■ DIRECTION ■
Rewrite every line of the records below with "in this photo" changed to "in this image", keeping all other wording the same. Leave the pictures out of your answer.

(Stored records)
* * * * * * * * *
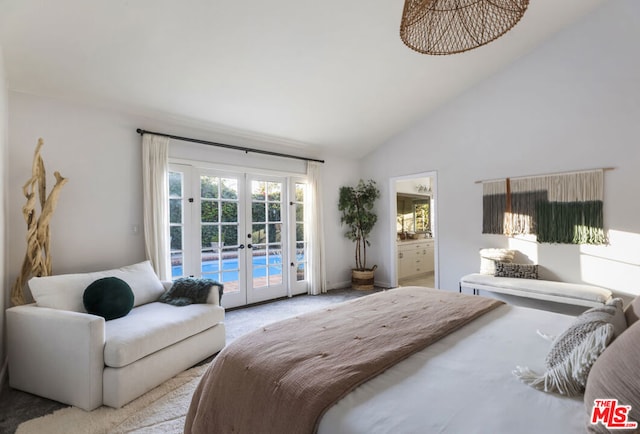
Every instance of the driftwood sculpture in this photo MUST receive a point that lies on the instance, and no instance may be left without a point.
(37, 260)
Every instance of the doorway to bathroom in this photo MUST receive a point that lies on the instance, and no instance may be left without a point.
(414, 224)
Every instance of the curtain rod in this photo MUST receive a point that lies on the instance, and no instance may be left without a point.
(222, 145)
(547, 174)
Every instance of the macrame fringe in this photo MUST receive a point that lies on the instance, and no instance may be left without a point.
(570, 377)
(565, 208)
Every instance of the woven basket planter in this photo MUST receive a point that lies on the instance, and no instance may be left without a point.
(362, 279)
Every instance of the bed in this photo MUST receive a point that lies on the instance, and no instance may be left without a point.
(460, 382)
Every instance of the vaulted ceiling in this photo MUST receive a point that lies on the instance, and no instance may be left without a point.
(331, 76)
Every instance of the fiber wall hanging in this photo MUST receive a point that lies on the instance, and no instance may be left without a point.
(562, 208)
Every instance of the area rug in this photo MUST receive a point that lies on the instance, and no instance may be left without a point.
(161, 410)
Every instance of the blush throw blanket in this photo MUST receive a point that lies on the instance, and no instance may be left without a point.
(285, 376)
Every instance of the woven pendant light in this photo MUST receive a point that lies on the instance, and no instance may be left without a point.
(455, 26)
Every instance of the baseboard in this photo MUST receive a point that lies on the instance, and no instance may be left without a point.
(4, 372)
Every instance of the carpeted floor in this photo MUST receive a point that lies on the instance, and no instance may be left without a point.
(17, 407)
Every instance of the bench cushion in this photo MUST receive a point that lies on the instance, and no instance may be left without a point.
(155, 326)
(541, 289)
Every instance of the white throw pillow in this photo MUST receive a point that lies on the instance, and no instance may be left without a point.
(489, 257)
(65, 291)
(574, 352)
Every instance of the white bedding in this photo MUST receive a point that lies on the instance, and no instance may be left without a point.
(463, 384)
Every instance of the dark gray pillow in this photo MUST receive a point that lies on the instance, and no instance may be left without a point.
(522, 271)
(188, 290)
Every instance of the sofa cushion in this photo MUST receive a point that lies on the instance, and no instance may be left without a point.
(154, 326)
(108, 297)
(65, 291)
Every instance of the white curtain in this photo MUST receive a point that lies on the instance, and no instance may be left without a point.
(155, 169)
(317, 275)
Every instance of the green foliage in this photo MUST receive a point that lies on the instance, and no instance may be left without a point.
(356, 204)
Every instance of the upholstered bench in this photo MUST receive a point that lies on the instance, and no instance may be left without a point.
(561, 292)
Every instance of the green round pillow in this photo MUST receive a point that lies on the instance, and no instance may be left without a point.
(108, 297)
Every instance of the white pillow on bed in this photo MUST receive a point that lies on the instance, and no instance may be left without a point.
(574, 352)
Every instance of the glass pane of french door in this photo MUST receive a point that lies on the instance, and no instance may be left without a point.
(299, 266)
(267, 239)
(220, 243)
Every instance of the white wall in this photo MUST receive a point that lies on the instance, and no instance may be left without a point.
(4, 281)
(99, 151)
(572, 104)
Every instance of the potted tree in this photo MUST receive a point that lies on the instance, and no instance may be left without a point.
(356, 204)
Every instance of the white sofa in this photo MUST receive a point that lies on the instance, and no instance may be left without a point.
(59, 351)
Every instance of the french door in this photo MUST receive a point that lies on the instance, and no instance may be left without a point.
(244, 230)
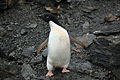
* * * * * * * * *
■ EXERCISE RESULT ■
Every instance of the driftwood sculpture in this image MUST receive a point that lies on the instance, and no instance may be left without a point.
(37, 260)
Every instance of the doorway to bathroom in this image MUST receive a point that lies on the instance, and no instance may be left without a point.
(414, 224)
Every instance of the curtain rod in this image MUST receive a point that lies on the instance, and no instance may be left without a point.
(222, 145)
(547, 174)
Every instance of the macrame fringe in this image MUST receive a point that lies on the instance, and no instance may be left without a point.
(570, 377)
(565, 208)
Every instance of the woven basket planter in this image MUST receive a point that lies on the instance, and no instance may be left without a point.
(362, 279)
Every instance of the bed in this image MUST receive a point that lies on the instance, and no instance may be left without a point.
(460, 382)
Every instance of the vaulted ceiling in this image MUST receive a point that lies on the instance, and no instance may be left without a point.
(331, 76)
Every instance of the fiber wall hanging in this image MUST receive a point that lies on the instance, and no instance may be left without a point.
(562, 208)
Every instance of the area rug in this image MUST receive a point that lies on the instance, and no instance may be left without a point.
(161, 410)
Every instance of the blush throw blanket in this image MUST receive a point that lies on the instance, and no instance may be left without a point.
(285, 376)
Every instance of the woven pendant light in this image MUST receive a point that lies on the instance, and no instance may be left without a point.
(455, 26)
Every instance of the baseboard in this image MUST receive a point that lies on the instance, and no instance may be left without a point.
(4, 372)
Every instance of the carpeted floor in this image MUST receive a point that lies on the instance, and no instance may be left without a point.
(17, 407)
Every instance of the bench cushion in this image MUST receive a point that lies on the instance, and no instance may be left without a point.
(155, 326)
(541, 289)
Every instance of the white throw pillow in this image MUST receive a point that lies on the instance, and no instance may be left without a point.
(489, 257)
(65, 291)
(574, 352)
Every instance of the white bedding in this image MUST receive a point that lies on the instance, and no instance may be left without a point.
(463, 384)
Every instance of the dark gray pillow in this image MUST receive a point that lies on the instance, and no instance may be left without a point.
(522, 271)
(188, 290)
Every instance of the sofa cushion in this image MUST receive a point that lies on the instance, and no instance may be left without a point.
(154, 326)
(108, 297)
(65, 291)
Every instance of the white curtain in this image MUST receive a point that lies on the instance, and no instance may be left without a point.
(155, 169)
(317, 275)
Every instance of the green foliage in this image MUST receive a point that lies on the instance, and no instance may be left without a point.
(356, 204)
Every instance of the upholstered bench in this image MUST receive a point that lies on the instance, and no instance may be left without a point.
(561, 292)
Every instance of the green round pillow in this image MUST receive a point that lies on the instance, and no instance may be left without a point.
(108, 297)
Every instance of the white pillow on bed in this image MUST receive a point that lies on the instance, and no instance may be left without a point.
(574, 352)
Every instance of the glass pane of french door in this image MUST receive a point that lies on the instance, and no instance may be left without a point.
(299, 266)
(267, 239)
(220, 243)
Every instance of the white wall in this image MUST receive a point that lies on the instance, and no instance may be left without a point.
(4, 281)
(99, 151)
(572, 104)
Every instance of the potted tree in this image MUST receive a point that lies on the instance, and no instance may be left without a point.
(356, 204)
Every instance of the white sofa in this image MUST receive a point that lies on the instance, and no instance may be left without a point.
(59, 351)
Every instance of the french door in this image MUST receive a point that lies on the instance, and no instance may be left without a point.
(244, 230)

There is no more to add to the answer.